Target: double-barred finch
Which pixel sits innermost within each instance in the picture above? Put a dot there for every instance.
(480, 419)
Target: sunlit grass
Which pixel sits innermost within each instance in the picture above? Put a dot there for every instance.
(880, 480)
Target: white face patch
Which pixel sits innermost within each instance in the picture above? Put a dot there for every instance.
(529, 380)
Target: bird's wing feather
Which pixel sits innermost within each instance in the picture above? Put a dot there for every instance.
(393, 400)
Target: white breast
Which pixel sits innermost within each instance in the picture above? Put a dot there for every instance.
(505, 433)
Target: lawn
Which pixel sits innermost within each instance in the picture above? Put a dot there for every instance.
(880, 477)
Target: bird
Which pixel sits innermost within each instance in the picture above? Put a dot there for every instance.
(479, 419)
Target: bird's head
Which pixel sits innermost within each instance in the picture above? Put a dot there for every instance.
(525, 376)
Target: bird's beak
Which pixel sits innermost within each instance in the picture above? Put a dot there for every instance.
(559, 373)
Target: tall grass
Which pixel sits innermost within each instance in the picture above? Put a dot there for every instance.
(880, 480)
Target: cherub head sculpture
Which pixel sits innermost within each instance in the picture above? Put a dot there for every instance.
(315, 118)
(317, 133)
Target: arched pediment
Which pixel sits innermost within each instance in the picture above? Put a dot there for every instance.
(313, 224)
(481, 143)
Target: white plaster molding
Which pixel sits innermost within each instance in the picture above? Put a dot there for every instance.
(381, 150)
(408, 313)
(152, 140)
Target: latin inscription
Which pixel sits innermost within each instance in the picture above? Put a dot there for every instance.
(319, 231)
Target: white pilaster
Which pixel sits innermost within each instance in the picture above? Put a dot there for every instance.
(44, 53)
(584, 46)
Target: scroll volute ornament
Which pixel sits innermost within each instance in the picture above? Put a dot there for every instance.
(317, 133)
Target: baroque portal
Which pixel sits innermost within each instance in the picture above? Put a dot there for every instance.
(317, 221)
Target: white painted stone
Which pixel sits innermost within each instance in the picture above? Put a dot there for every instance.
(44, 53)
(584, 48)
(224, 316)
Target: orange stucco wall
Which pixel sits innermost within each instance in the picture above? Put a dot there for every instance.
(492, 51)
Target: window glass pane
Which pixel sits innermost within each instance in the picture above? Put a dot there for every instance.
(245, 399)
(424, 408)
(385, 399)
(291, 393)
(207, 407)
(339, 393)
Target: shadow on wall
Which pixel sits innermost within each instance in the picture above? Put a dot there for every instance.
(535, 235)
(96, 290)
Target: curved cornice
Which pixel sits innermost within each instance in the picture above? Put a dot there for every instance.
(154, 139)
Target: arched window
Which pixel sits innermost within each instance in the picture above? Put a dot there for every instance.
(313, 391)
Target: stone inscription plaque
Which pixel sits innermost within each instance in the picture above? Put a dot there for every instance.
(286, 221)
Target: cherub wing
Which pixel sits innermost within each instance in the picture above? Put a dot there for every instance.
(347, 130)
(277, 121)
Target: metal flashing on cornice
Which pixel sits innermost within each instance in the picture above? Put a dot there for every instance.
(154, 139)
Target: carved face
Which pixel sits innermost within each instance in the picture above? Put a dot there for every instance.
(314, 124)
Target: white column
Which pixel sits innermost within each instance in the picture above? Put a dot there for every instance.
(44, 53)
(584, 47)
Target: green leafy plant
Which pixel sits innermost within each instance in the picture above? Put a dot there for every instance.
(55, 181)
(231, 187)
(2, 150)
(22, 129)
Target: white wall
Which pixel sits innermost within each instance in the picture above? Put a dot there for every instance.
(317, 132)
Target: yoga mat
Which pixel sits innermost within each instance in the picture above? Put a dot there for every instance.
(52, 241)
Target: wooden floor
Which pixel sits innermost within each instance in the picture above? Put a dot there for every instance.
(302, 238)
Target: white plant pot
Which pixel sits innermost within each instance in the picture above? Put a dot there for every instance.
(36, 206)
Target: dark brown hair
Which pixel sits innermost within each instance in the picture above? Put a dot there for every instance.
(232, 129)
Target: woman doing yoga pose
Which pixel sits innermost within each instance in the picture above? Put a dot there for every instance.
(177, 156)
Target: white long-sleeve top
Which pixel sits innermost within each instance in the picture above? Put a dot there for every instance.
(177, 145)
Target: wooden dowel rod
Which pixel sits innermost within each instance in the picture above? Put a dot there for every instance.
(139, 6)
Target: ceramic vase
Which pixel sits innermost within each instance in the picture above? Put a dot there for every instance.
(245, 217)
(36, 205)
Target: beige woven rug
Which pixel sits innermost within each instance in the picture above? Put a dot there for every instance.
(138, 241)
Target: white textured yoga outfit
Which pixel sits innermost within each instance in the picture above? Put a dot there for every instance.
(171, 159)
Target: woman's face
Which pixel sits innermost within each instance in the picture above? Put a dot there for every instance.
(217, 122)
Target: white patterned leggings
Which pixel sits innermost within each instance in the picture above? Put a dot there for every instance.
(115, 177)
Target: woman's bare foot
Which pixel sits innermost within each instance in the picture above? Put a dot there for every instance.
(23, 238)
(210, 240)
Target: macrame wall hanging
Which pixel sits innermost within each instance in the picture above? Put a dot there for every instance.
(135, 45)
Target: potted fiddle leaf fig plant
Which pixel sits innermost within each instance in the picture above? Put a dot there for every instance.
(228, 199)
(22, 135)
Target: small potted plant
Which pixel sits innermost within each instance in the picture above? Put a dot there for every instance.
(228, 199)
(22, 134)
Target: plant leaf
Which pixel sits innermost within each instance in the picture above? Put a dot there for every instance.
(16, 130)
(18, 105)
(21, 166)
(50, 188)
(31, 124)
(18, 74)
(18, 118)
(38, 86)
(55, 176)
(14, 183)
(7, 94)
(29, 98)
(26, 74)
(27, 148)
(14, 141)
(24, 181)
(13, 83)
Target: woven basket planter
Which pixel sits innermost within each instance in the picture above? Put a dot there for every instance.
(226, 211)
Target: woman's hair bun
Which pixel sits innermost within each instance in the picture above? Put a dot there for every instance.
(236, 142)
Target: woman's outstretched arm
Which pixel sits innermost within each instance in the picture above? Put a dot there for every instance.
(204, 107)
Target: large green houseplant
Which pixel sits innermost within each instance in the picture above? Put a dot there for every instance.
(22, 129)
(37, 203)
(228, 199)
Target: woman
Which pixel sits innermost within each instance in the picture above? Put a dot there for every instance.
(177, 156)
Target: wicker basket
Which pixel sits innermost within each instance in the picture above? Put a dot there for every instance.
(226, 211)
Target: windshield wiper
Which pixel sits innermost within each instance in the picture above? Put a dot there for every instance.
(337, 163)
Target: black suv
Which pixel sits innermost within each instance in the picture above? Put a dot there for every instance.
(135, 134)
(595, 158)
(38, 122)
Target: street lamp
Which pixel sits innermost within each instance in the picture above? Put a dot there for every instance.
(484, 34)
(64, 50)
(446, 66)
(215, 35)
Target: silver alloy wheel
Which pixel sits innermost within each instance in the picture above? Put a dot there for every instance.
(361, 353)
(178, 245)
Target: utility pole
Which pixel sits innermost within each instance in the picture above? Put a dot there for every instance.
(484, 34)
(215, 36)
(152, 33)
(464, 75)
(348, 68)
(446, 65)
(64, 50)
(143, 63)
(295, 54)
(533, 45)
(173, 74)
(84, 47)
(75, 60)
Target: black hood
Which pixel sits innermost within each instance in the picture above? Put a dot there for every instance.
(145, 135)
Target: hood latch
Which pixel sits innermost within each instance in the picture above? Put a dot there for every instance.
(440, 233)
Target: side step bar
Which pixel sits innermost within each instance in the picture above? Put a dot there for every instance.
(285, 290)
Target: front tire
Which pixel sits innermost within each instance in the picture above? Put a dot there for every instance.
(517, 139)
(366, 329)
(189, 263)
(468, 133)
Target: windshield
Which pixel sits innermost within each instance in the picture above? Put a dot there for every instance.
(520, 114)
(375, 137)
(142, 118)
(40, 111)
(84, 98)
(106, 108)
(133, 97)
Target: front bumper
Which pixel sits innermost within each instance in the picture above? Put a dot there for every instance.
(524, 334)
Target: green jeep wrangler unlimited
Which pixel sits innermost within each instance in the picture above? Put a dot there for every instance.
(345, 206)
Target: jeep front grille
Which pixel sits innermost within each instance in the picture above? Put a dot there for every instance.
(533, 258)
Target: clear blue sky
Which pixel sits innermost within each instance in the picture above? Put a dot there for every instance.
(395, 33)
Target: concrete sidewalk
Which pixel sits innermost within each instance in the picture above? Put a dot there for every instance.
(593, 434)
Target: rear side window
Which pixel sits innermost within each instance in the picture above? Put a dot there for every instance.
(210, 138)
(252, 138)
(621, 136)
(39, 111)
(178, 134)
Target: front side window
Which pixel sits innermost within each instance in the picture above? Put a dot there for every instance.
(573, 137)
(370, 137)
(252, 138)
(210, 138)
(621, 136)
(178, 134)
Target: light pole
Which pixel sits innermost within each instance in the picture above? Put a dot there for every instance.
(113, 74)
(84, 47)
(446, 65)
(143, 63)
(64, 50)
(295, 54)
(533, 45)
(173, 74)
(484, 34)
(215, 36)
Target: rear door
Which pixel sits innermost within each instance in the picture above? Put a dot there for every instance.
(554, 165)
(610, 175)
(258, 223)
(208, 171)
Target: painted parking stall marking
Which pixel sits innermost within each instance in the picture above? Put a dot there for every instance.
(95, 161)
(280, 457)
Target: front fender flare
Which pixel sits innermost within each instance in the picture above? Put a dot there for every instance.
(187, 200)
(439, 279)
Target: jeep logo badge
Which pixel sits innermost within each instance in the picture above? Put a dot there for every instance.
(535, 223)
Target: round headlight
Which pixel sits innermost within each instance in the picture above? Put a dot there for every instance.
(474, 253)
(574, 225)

◇ ◇ ◇ ◇ ◇

GOAL OF THE EXERCISE ▸
The listing above holds a line with "Target: white face patch" and a line with "Target: white breast". Print the stretch from the first through the second, exactly and alone.

SOLUTION TO THE PROBLEM ▸
Target: white face patch
Which pixel sits innermost within each instance in the picture above? Put a dot there for every instance.
(529, 380)
Target: bird's wing feather
Which pixel sits innermost within each instance in the picture above? Put a dot there for every instance.
(393, 400)
Target: white breast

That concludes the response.